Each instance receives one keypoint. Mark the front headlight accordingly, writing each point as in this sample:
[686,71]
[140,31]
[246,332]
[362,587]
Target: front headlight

..............................

• Problem to solve:
Express the lines above as a JSON list of strings, with one string for each line and any blank lines omitted.

• Output:
[
  "Each instance receives one keypoint. Mark the front headlight accordingly, writing each point as in this sample:",
  "[686,71]",
  "[140,31]",
  "[246,332]",
  "[362,587]",
  "Target: front headlight"
]